** Begin **
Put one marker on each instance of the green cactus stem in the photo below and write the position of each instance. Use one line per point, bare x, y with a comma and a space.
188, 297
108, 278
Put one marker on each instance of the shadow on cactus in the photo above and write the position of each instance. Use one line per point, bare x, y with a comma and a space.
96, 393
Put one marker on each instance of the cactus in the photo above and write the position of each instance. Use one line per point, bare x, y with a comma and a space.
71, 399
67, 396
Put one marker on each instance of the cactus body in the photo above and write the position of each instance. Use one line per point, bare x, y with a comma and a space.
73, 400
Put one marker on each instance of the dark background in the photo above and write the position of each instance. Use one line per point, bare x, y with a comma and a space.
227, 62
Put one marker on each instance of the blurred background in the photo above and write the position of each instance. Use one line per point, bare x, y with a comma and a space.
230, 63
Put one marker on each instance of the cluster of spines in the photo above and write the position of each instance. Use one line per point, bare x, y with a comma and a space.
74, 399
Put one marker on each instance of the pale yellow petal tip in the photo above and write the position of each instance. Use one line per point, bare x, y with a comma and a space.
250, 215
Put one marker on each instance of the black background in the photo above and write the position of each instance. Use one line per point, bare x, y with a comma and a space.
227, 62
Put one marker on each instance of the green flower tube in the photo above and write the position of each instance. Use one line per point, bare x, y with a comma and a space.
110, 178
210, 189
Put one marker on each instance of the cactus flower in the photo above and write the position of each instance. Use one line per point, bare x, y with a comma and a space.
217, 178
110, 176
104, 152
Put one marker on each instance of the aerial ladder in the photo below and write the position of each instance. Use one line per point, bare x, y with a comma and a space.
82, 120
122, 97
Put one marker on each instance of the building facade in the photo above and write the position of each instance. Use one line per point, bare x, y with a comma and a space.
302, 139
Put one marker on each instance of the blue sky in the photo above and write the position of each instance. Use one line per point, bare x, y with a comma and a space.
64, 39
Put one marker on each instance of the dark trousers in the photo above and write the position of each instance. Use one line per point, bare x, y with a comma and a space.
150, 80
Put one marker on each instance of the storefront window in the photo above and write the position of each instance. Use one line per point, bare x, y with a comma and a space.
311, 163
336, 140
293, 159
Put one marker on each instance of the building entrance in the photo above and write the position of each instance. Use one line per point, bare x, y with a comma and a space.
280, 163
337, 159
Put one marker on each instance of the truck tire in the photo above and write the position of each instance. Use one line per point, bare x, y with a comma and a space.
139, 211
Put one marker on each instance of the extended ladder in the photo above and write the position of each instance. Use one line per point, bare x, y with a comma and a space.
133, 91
** End **
◆ **Requirements**
Reproduce all of the material above verbatim, keeping every line in its original order.

◆ **Output of the exercise**
Put one marker on each instance of the green cactus stem in the photo below and write the position of each instance. Use one line per point, bare x, y with a comma and a space.
188, 297
108, 278
Put one marker on each instance of the shadow on cactus in the photo above and write the position of each instance. Use one line per point, bare x, y with a comma and a space.
96, 393
Put one marker on each instance of the cactus in the photo above and write the position of each instance. Use one line per point, bare x, y with a comma and a space.
71, 399
67, 396
Put one marker on each instance of the cactus body in the photo above and write the position of each instance. Use one line per point, bare x, y with a comma and a space.
73, 400
Put one marker on each instance of the dark background in the photo above and write the position of each instance. Use one line per point, bare x, y with a comma and a space.
227, 62
Put one marker on each instance of the blurred background in the photo above and write the position of each instance. Use one line per point, bare x, y with a comma and a space.
230, 63
Put one marker on each instance of the cluster of spines in the photo above and write the position of each instance. Use one line per point, bare x, y with a comma and a space.
74, 399
Put one marker on each instance of the pale yellow petal tip in the photo above and write the position of each instance. Use one line per point, bare x, y with a comma and a space.
250, 215
Put one marker on each instance of the black background in the photo above and write the position of each instance. Use one line per point, bare x, y with a comma and a space.
227, 62
Put one marker on each instance of the green flower tube in the photo above and write the position of each instance. Use one line per point, bare x, y with a comma and a space.
110, 178
210, 189
Put one marker on each instance of the cactus flower in the photo above and write the position of each instance. Use one line per point, bare x, y with a comma and a space.
217, 178
110, 176
104, 152
Put one marker on each instance of the aerial ladder in the photo below and write the position of each instance. Use one line per point, bare x, y with a comma and a space.
82, 120
122, 97
Put one marker on each instance of the building facade in the photo above and write the position of each instance. Use one line per point, bare x, y with a comma and a space.
302, 139
Put one marker on each instance of the blue sky in the photo above and write the position of each instance. Use one line per point, bare x, y with a comma and a space.
64, 39
Put one marker on each instance of the dark trousers in the photo above and write the position of each instance. Use one line per point, bare x, y with a comma and a space.
150, 80
Put one marker on each instance of the storefront window in the photo above and write the position of each instance. Use one line per point, bare x, y with a comma and a space.
311, 163
336, 140
293, 159
Put one marker on each instance of the building entrance in the photo above and write the position of each instance. Use one line per point, bare x, y with a comma and a space.
280, 163
337, 159
Put one marker on each instance of the truck tire in the photo above and write the position of each instance. Use one line per point, bare x, y with a comma and a space.
139, 211
Put one marker on each instance of the extended ladder in the photo above and write the position of each instance. Use one line per point, bare x, y with a comma and a space.
133, 91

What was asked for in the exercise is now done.